◆ **EXERCISE TASK**
Format all of the material below as a two-column CSV headed input and output. Give each text and its answer their own row, with each in a single quoted field and line breaks turned into spaces, and leave out the pictures.

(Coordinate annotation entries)
● ● ● ●
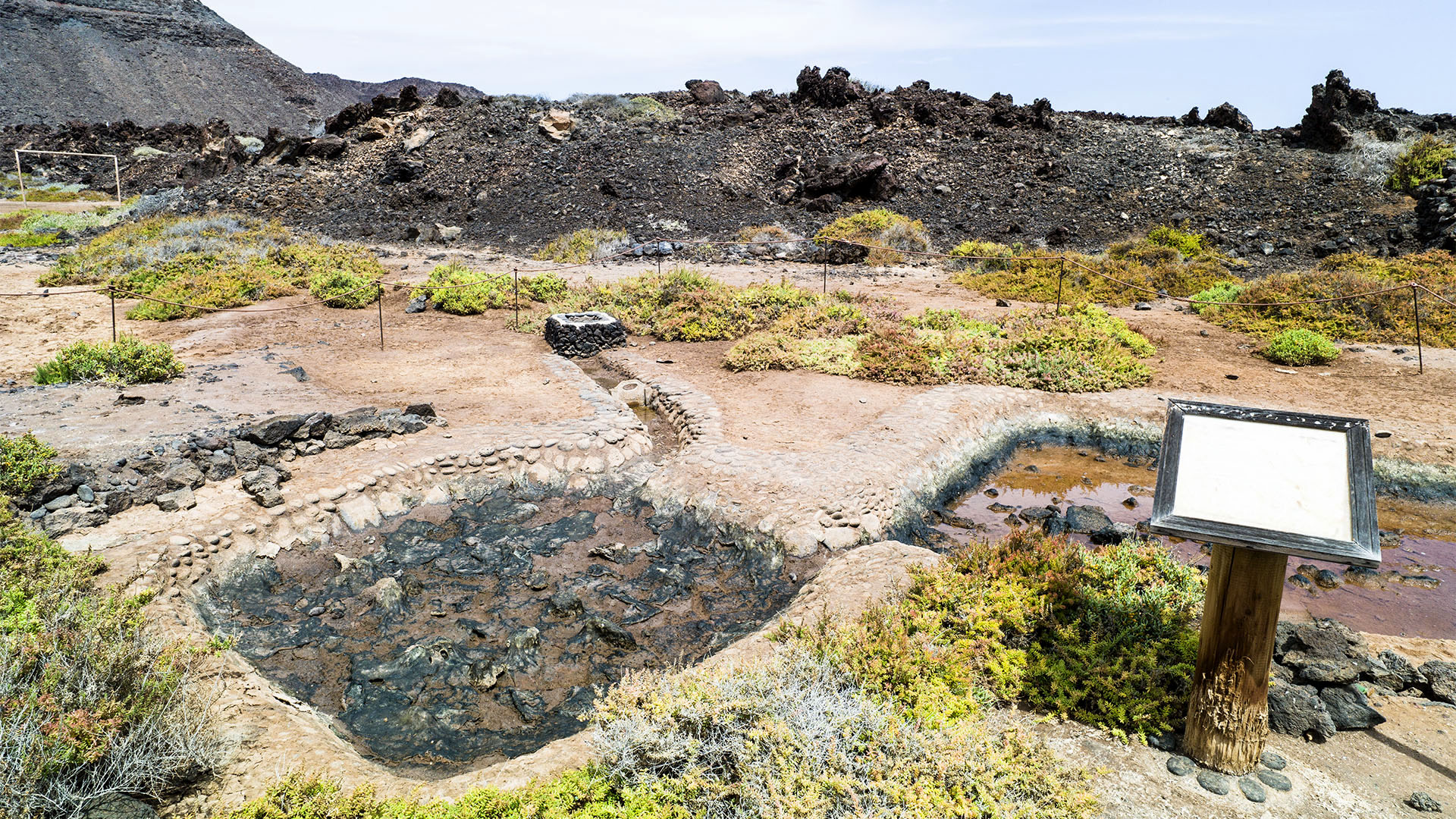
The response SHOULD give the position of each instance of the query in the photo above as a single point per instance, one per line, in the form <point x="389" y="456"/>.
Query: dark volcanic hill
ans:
<point x="702" y="164"/>
<point x="155" y="61"/>
<point x="356" y="91"/>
● ● ● ●
◆ **RIGHT ANSWER**
input,output
"The response SHOULD give the position of each instance of the query in the photo above as a single point per instance, one per line, in the form <point x=""389"" y=""456""/>. Query: dark volcanic hill ans:","<point x=""702"" y=""164""/> <point x=""155"" y=""61""/> <point x=""356"" y=""91""/>"